QUOTED TEXT:

Shawn Shan's Paper Reading Everyday

11 Dec 2016

API Design Ebook

- https://pages.apigee.com/rs/apigee/images/api-design-ebook-2012-03.pdf
- Brian Mulloy

- Keep your base URL simple and intuitive
- Keep verbs out of your base URLs
- Use HTTP verbs to operate on the collections and elements. (POST, GET, PUT, and DELETE -- CRUD)
- Plural nouns and concrete names (Being consistent)
- Simplify associations - sweep complexity under the ‘?’
	○ GET /dogs?color=red&state=running&location=park
- Errors
	○ Errors become a key tool providing context and visibility into how to use an API.
	○ Use HTTP status codes
	○ Start by using the following 3 codes. If you need more, add them. But you shouldn't need to go beyond 8. 
		§ • 200 - OK 
		§ • 400 - Bad Request 
		§ • 500 - Internal Server Error
	○ Make messages returned in the payload as verbose as possible.
- Tips for versioning
	○ Never release an API without a version. 
	○ Make the version mandatory. Specify the version with a 'v' prefix. Move it all the way to the left in the URL so that it has the highest scope (e.g. /v1/dogs).

Excerpts of labeled region data:
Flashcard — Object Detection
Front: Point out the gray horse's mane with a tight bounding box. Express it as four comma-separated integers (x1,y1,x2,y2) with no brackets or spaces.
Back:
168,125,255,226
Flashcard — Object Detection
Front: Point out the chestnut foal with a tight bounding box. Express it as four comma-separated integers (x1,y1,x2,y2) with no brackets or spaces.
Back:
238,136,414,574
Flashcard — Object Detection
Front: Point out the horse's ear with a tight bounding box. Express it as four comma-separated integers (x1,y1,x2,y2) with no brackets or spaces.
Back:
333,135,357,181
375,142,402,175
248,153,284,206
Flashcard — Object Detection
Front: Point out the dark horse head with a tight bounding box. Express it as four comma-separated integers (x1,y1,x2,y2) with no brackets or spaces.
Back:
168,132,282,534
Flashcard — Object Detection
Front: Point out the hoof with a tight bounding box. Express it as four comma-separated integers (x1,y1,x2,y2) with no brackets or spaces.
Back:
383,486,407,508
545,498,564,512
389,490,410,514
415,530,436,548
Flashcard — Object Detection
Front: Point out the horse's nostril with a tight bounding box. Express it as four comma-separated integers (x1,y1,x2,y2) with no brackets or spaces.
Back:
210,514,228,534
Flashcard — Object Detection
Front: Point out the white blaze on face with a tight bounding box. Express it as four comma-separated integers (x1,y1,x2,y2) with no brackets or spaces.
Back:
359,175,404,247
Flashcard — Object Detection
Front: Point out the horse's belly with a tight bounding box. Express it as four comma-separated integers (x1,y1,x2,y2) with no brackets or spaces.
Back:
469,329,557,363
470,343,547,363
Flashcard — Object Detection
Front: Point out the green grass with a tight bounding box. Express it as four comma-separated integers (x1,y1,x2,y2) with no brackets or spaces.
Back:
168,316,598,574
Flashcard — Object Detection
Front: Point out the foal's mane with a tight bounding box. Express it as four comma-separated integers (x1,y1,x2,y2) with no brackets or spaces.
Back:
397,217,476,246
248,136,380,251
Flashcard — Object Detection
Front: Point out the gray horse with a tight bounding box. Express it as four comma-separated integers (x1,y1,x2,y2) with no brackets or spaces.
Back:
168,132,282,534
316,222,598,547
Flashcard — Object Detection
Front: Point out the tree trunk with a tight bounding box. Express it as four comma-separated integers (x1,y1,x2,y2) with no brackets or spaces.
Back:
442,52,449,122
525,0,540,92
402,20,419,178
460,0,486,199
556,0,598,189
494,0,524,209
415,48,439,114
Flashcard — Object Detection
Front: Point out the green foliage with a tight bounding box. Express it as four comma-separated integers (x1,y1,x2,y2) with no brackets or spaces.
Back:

WHAT TO WORK ON:
a: Translate this sentence from the API design notes into Spanish: "Never release an API without a version."
b: Pick up the API design notes where they end and write the next few points.

ANSWERS FOR THE EXERCISE:
a: Nunca publiques una API sin una versión.

b:
	○ Use a simple ordinal number. Don't use the dot notation like v1.2 because it implies a granularity of versioning that doesn't work well with APIs--it's an interface not an implementation. Stick with v1, v2, and so on
	○ Maintain at least one version back.
	○ Should version and format be in URLs or headers?
		§ If it changes the logic you write to handle the response, put it in the URL so you can see it easily. 
		§ If it doesn't change the logic for each response, like OAuth information, put it in the header.
- Pagination and partial response
	○ Support partial response by adding optional fields in a comma delimited list. 
		§ /dogs?fields=name,color,location
	○ Use limit and offset to make it easy for developers to paginate objects.
		§ /dogs?limit=25&offset=50
- What about responses that don’t involve resources?
	○ when might not deal with a resource,
	○ Use verbs not nouns
		§ Calculate, Translate, Convert
		§ /convert?from=EUR&to=CNY&amount=100
- Supporting multiple formats
	○ /dogs/1234.json
	○ JSON is a good default format
- What about attribute names?
	○ Use JSON as default 
	○ Follow JavaScript conventions for naming attributes 
		§  Use medial capitalization (aka CamelCase) 
		§  Use uppercase or lowercase depending on type of object
- Tips for search
	○ using verbs not nouns when results don't return a resource from the database - rather the result is some action or calculation
		§ Global search: /search?q=fluffy+fur
		§ Scoped search: /owners/5678/dogs?q=fluffy+fur
		§ Formatted results: /search.xml?q=fluffy+fur
- Consolidate all API requests under one API subdomain.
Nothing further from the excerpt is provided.